▶ [TASK REQUIREMENTS]: The part to set down runs from the first line of the data below through the line with "sample | x=129, y=97", inclusive; write it exactly and leave out the pictures.
*****
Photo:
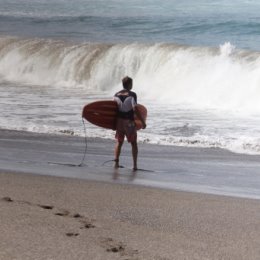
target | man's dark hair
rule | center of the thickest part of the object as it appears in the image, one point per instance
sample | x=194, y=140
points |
x=127, y=81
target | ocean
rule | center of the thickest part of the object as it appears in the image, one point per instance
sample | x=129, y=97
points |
x=195, y=66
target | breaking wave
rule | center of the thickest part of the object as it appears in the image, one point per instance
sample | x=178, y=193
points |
x=222, y=78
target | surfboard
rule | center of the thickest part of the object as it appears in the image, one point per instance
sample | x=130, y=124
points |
x=104, y=114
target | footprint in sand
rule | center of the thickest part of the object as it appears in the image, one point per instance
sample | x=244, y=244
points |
x=46, y=206
x=7, y=199
x=113, y=246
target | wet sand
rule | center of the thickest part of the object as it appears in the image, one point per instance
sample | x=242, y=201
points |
x=45, y=217
x=51, y=208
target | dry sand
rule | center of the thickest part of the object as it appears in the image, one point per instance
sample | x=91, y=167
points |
x=45, y=217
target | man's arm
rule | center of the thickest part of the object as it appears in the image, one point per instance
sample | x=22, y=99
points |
x=139, y=116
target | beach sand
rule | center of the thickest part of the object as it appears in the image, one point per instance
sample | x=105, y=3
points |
x=44, y=217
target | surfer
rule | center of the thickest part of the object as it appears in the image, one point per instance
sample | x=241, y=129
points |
x=127, y=101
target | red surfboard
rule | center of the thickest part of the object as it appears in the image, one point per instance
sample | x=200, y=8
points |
x=104, y=114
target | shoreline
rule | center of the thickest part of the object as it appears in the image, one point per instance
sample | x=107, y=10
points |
x=46, y=217
x=202, y=170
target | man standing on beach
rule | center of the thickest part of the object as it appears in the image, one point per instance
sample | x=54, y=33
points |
x=127, y=101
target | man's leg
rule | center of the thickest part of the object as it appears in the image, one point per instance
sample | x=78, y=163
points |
x=134, y=154
x=117, y=152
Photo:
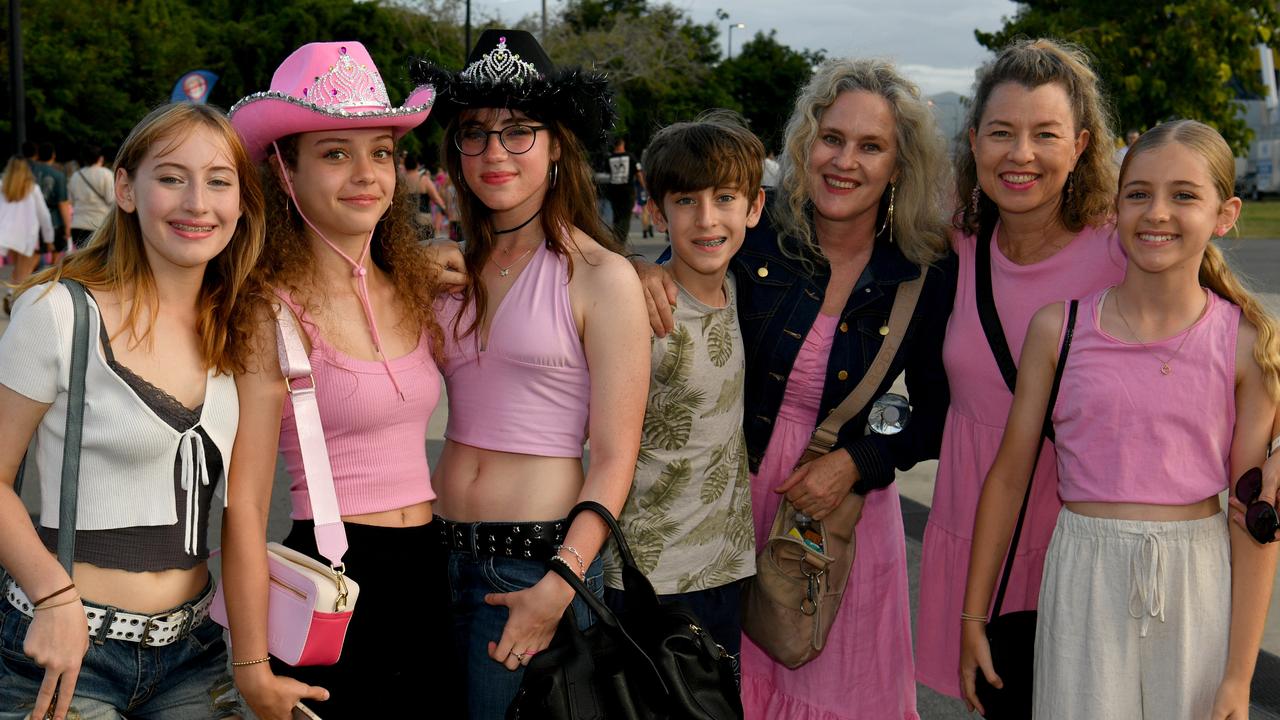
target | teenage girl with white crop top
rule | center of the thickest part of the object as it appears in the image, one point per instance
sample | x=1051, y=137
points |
x=548, y=345
x=170, y=306
x=1151, y=606
x=343, y=256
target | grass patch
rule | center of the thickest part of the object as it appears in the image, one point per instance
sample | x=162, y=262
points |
x=1260, y=219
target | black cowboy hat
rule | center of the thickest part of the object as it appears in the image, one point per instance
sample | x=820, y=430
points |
x=507, y=68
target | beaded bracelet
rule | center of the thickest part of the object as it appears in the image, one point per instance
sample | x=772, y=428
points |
x=581, y=565
x=565, y=563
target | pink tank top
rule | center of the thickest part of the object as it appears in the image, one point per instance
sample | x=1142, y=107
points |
x=1128, y=433
x=376, y=441
x=529, y=390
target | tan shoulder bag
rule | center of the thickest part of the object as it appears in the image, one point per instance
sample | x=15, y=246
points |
x=790, y=605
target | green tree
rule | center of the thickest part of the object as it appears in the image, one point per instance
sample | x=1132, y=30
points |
x=764, y=78
x=661, y=63
x=1159, y=58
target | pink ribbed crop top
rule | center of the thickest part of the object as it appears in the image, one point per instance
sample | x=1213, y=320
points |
x=376, y=441
x=529, y=390
x=1128, y=433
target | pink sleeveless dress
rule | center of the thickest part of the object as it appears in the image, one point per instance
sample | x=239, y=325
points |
x=865, y=670
x=976, y=423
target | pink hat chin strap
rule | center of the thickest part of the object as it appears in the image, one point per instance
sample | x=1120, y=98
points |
x=357, y=269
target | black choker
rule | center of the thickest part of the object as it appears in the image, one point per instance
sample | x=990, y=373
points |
x=521, y=224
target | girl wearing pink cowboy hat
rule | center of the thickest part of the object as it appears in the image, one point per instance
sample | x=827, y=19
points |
x=545, y=346
x=343, y=256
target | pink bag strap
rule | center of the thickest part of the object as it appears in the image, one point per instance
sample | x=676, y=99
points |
x=295, y=364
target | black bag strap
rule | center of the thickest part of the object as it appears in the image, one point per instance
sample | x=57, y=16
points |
x=1048, y=420
x=990, y=317
x=69, y=491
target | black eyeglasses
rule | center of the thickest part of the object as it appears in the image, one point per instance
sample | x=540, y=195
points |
x=516, y=139
x=1260, y=516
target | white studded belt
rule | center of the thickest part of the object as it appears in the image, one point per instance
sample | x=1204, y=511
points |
x=150, y=630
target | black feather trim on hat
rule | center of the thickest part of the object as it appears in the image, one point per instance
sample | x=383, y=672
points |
x=581, y=100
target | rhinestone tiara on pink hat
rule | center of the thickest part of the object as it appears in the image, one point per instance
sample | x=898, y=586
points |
x=325, y=86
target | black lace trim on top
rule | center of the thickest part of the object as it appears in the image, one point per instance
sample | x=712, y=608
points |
x=150, y=547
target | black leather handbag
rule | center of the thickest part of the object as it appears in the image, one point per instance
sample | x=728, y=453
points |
x=649, y=662
x=1013, y=634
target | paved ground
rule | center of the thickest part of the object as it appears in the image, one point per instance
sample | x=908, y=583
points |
x=1261, y=259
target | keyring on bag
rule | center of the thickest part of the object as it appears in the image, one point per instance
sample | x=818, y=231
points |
x=809, y=602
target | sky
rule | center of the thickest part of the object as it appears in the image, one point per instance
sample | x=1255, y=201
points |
x=931, y=40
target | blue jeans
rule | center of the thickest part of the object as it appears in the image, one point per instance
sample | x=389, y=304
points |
x=490, y=687
x=183, y=680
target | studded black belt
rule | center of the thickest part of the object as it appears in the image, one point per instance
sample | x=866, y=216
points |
x=535, y=541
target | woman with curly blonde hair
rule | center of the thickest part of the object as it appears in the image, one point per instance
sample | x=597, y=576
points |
x=343, y=259
x=856, y=214
x=1036, y=182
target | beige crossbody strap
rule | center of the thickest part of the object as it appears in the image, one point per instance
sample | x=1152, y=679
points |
x=826, y=434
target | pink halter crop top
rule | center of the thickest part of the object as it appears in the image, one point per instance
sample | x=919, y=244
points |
x=376, y=440
x=1129, y=433
x=529, y=390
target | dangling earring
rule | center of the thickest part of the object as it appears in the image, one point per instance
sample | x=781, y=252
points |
x=888, y=214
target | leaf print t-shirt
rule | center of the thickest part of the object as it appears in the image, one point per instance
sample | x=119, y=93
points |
x=688, y=518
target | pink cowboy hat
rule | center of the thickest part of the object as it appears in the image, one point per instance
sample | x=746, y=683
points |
x=325, y=86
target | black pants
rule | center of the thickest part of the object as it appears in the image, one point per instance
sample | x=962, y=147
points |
x=622, y=200
x=400, y=657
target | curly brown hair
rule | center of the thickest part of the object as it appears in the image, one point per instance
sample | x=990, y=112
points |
x=288, y=264
x=570, y=203
x=1033, y=63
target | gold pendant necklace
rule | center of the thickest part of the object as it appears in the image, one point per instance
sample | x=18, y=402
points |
x=504, y=272
x=1165, y=368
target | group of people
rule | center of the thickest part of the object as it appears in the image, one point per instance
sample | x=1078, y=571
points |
x=769, y=310
x=42, y=212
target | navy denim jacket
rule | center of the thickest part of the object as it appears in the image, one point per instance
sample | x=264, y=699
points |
x=776, y=310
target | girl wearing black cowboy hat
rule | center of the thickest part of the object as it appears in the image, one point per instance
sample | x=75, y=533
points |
x=543, y=349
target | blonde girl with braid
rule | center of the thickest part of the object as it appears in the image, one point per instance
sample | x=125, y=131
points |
x=1152, y=605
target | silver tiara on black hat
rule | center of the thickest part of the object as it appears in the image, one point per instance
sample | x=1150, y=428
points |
x=507, y=68
x=499, y=65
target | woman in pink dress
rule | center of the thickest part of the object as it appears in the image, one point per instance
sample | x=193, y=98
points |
x=1040, y=180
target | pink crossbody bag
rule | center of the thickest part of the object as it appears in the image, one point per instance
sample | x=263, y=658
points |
x=309, y=604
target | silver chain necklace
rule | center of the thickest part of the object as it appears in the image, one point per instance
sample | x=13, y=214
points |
x=1165, y=369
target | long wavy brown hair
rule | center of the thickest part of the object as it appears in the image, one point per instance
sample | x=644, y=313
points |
x=570, y=203
x=1089, y=192
x=288, y=264
x=114, y=259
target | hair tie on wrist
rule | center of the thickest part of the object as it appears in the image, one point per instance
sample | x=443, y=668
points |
x=53, y=595
x=50, y=606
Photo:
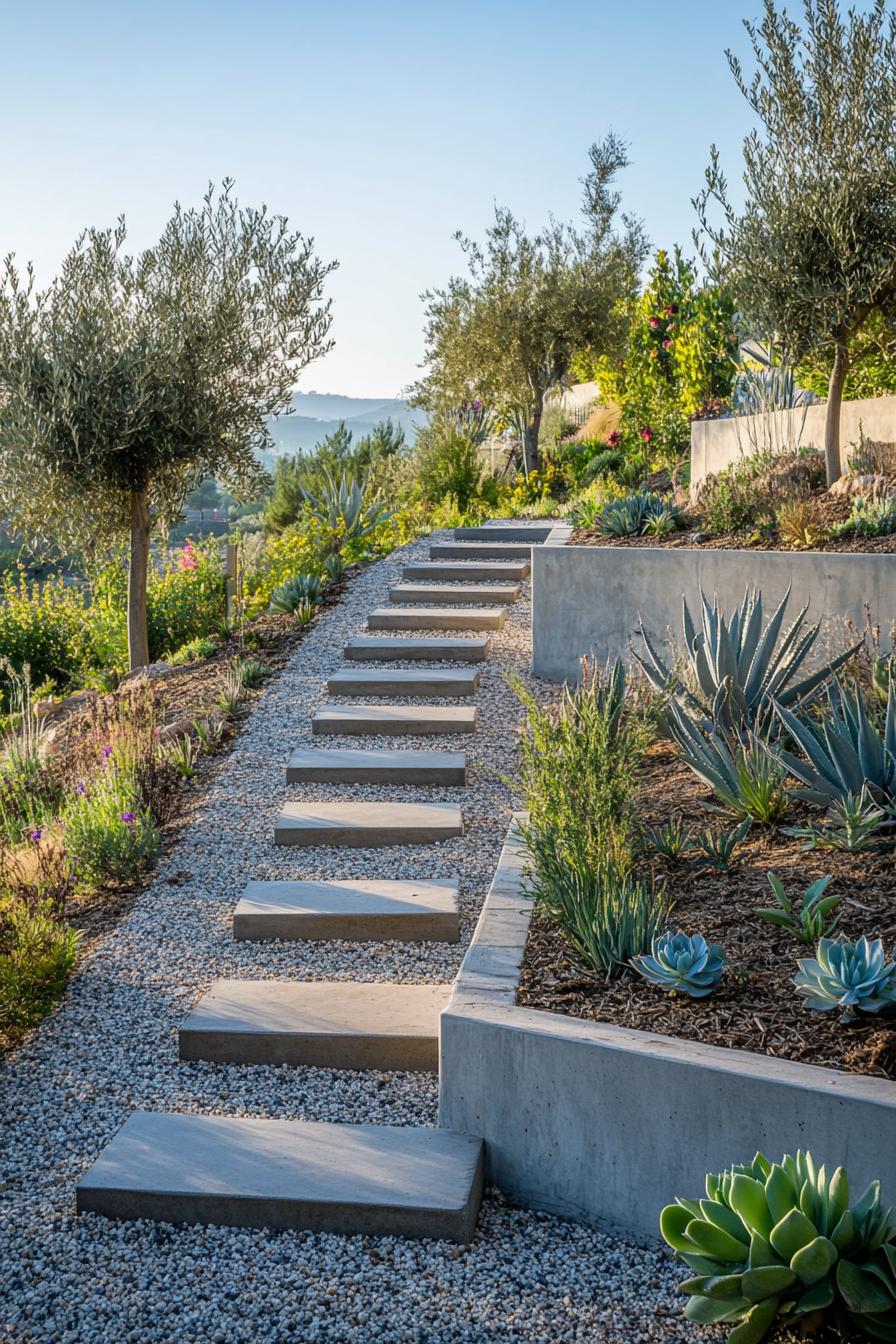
*****
▶ [RESULT FOR THIS TASK]:
Photo:
target | man's dark hair
rule | center of the thickest part of the object as it appears in the image, one point per instance
sample | x=194, y=140
points |
x=127, y=81
target | ocean
rule | center of the thickest part of the object as it appears in the image, one point per instance
sample | x=129, y=97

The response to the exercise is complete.